About this task >>
Start at the line with "[locate] ceiling light" in the records below, stop at the line with "[locate] white door (one point per instance)", and return every line in that span exactly, the two end lines included.

Point localization data:
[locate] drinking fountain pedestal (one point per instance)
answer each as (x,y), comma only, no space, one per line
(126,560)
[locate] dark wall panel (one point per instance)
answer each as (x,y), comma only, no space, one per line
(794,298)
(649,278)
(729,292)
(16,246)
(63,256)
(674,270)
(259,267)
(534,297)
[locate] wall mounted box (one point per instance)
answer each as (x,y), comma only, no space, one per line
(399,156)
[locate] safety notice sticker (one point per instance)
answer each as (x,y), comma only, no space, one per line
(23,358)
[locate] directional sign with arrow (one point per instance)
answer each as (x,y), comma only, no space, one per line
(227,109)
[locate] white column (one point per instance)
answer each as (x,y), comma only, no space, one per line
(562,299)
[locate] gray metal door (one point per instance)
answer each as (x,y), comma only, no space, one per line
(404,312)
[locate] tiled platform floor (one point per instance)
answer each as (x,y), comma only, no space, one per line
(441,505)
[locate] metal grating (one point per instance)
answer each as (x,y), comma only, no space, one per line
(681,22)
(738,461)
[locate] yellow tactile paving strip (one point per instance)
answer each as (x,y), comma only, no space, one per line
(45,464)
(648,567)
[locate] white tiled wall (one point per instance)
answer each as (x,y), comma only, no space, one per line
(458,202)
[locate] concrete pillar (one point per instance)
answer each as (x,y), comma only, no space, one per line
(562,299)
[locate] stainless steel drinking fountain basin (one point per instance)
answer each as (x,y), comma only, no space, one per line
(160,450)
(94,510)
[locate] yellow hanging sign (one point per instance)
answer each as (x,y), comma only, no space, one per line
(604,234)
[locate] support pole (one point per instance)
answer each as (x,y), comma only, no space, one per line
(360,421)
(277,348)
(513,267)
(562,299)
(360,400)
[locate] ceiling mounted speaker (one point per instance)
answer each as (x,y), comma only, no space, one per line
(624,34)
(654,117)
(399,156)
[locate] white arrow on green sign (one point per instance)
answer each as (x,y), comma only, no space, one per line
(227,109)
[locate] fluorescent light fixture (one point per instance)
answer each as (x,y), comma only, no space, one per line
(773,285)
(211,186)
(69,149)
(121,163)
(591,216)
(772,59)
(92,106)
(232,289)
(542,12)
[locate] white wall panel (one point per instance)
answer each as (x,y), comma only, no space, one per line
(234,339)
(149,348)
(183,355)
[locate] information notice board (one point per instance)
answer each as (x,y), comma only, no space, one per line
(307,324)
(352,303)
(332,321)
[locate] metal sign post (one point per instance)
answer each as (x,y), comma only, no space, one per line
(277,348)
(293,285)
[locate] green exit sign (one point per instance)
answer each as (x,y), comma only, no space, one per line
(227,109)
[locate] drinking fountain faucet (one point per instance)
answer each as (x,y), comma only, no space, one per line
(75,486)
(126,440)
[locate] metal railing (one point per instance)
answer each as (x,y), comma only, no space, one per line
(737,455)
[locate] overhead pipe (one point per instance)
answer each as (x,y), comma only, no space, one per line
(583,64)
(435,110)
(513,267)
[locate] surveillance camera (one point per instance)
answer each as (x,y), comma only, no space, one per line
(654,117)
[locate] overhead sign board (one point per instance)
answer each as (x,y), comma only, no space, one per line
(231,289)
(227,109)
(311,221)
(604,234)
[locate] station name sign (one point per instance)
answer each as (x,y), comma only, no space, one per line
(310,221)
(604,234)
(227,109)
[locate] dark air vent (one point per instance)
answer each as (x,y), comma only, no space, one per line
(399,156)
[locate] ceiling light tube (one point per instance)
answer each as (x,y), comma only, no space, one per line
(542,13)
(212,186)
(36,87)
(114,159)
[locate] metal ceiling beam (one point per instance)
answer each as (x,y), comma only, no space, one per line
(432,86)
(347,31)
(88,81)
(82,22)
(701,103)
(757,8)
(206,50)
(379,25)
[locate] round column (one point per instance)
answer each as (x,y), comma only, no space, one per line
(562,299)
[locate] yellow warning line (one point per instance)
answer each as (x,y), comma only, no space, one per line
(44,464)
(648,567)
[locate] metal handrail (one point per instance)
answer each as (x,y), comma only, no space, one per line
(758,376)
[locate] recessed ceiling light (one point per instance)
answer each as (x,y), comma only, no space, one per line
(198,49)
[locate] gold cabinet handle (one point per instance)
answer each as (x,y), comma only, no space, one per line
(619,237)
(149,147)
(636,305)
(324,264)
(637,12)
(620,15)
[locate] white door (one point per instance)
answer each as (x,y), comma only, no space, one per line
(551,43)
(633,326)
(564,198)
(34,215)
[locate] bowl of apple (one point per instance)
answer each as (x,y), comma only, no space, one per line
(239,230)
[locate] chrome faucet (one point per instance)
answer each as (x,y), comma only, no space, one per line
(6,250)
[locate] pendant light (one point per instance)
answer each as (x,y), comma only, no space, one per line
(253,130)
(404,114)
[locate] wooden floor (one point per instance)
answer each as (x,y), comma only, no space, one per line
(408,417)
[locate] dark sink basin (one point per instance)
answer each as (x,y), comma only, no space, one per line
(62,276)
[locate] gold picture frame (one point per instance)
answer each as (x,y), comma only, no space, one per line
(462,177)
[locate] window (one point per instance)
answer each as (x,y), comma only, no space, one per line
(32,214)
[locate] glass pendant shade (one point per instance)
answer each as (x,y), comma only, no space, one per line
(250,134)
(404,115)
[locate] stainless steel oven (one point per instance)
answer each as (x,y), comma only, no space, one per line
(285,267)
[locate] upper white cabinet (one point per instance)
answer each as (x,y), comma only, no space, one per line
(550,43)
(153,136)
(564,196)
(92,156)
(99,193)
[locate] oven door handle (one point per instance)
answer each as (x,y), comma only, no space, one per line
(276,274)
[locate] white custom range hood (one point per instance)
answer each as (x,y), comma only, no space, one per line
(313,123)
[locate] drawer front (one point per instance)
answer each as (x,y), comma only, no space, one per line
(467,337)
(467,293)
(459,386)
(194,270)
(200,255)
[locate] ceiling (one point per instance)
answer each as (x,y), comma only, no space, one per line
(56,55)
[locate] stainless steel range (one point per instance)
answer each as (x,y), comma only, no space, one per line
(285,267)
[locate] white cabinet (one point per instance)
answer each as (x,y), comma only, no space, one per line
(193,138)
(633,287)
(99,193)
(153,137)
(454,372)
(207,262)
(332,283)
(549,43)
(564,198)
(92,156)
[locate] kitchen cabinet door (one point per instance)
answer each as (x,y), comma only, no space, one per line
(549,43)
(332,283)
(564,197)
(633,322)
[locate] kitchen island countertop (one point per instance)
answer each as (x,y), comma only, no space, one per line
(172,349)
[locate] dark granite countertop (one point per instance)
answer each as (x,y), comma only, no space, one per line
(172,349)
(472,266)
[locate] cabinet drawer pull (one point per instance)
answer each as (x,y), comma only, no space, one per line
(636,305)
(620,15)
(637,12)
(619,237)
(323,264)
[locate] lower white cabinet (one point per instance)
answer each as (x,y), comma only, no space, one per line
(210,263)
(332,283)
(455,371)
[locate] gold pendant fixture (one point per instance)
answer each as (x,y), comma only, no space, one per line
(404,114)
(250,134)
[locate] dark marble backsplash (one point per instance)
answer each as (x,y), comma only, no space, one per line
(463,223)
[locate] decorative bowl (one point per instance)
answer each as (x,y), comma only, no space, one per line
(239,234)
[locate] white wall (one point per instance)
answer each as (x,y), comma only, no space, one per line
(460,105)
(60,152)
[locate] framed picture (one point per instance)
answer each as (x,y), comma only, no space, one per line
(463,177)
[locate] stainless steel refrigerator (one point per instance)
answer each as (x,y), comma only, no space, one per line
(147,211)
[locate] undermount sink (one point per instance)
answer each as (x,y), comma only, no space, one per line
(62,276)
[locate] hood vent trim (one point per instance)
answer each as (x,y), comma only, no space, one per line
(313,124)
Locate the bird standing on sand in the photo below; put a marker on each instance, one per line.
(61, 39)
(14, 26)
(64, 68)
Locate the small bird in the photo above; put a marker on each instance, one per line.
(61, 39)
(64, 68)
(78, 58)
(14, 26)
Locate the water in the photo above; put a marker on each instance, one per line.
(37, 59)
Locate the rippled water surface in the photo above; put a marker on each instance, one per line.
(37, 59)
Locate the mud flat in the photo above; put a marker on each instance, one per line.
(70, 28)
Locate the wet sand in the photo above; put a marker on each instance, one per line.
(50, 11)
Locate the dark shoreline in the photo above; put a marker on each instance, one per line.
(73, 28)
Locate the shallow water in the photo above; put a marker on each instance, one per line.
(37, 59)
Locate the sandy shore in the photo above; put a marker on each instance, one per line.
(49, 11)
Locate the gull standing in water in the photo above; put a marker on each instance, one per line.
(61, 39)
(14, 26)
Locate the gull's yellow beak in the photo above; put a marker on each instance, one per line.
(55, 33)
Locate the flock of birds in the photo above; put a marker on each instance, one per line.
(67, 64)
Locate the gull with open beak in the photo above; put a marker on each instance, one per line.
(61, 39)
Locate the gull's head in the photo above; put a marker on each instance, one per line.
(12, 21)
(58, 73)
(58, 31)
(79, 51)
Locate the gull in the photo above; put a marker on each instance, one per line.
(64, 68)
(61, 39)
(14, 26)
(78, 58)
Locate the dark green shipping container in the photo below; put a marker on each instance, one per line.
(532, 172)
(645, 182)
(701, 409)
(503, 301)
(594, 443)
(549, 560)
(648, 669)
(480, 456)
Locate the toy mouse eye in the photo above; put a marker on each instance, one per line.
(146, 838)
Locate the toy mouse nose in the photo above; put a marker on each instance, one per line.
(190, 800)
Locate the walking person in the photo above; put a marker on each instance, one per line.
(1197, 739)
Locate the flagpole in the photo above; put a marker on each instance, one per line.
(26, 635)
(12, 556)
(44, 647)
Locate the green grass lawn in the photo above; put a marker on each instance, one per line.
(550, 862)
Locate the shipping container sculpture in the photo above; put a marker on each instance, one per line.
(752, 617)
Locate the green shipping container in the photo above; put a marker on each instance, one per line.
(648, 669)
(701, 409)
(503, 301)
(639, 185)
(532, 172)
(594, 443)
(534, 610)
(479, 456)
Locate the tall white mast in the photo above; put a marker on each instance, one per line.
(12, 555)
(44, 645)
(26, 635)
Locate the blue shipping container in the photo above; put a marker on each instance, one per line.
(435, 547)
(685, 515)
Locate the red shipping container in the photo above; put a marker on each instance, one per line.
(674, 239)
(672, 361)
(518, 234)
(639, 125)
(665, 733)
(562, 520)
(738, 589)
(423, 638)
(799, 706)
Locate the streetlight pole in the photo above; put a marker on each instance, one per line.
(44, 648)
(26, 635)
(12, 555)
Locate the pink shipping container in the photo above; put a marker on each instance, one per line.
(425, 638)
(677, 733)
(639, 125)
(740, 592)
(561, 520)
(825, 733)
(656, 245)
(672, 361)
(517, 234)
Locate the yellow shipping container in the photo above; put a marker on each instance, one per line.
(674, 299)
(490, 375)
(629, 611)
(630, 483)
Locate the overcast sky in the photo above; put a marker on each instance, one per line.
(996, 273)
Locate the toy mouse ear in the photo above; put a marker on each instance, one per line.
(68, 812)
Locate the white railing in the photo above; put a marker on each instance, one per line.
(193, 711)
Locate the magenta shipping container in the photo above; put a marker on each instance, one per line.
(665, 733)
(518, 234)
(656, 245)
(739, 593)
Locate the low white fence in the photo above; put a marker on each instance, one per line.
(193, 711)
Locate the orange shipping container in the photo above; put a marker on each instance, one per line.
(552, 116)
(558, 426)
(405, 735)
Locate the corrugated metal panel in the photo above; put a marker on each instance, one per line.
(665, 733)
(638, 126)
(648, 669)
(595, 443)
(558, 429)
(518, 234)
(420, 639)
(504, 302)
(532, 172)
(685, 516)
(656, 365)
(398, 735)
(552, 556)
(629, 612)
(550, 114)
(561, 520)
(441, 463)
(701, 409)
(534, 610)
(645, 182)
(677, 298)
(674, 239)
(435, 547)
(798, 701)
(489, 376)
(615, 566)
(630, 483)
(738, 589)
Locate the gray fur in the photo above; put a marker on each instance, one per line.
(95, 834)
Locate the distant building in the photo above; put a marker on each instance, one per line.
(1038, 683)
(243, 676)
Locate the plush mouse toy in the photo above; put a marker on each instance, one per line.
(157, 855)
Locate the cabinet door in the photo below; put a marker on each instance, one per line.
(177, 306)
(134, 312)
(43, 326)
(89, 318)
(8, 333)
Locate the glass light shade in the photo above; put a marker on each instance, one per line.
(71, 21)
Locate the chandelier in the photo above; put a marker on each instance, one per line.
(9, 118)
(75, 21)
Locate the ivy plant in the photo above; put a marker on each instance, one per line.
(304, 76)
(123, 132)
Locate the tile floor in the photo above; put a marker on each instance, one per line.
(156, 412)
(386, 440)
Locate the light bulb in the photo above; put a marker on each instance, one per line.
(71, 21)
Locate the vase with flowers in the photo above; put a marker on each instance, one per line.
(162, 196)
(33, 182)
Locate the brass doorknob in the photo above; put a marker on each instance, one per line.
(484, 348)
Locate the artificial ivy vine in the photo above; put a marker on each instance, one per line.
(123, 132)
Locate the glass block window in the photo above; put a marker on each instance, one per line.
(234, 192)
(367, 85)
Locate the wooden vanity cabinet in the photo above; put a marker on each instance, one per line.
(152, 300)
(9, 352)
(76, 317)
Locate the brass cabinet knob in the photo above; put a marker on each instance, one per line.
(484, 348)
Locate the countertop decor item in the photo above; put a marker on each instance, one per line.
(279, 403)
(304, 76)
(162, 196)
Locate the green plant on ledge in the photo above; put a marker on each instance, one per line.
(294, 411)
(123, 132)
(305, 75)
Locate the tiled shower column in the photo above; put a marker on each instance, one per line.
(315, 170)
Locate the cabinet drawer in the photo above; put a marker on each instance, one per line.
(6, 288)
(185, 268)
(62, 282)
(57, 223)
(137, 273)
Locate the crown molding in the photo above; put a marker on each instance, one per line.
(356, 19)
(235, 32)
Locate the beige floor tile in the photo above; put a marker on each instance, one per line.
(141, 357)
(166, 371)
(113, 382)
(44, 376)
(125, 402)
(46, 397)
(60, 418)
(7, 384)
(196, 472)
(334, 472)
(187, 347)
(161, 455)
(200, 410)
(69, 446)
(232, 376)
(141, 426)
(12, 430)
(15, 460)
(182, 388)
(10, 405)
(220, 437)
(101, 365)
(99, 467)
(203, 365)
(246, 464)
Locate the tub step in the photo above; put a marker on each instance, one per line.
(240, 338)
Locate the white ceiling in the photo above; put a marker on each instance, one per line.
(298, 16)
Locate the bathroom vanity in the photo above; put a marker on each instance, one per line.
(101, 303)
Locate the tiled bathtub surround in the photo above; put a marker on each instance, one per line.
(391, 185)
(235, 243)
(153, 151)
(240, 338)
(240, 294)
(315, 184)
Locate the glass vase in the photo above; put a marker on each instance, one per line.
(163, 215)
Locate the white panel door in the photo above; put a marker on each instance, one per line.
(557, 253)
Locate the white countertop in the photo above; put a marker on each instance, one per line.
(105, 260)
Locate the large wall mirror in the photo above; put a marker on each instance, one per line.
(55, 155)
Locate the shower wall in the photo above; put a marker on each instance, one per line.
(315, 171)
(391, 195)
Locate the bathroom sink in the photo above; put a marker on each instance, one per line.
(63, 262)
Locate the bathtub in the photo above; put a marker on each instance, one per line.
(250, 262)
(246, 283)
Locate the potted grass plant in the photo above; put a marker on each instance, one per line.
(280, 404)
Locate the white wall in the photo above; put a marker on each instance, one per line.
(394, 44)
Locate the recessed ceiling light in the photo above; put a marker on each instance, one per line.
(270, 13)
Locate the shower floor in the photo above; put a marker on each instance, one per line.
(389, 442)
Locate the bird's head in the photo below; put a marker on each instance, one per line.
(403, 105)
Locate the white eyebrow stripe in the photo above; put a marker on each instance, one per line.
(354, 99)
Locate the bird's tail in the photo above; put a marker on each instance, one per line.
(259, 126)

Completed task >>
[locate] ceiling light tube (one point per instance)
answer each as (x,y), comma only, no space, one per line
(542,13)
(212,186)
(36,87)
(114,159)
[locate] metal ceiling beam (one point per instance)
answer each as (x,y), comma only, no space, one per line
(432,86)
(347,31)
(88,81)
(82,22)
(701,103)
(757,8)
(206,50)
(379,25)
[locate] round column (one point per instance)
answer each as (x,y), comma only, no space, one per line
(562,299)
[locate] yellow warning line (one point per instance)
answer each as (x,y), comma only, no space, one per line
(44,464)
(648,567)
[locate] metal handrail (one point per instance)
answer each as (x,y), comma only, no space, one per line
(758,376)
[locate] recessed ceiling light (one point per instance)
answer each as (x,y), comma only, no space, one per line
(198,49)
[locate] gold cabinet handle (one point per instance)
answer each as (x,y), comma only, no space, one per line
(619,237)
(149,147)
(636,305)
(324,264)
(637,12)
(620,15)
[locate] white door (one point per instance)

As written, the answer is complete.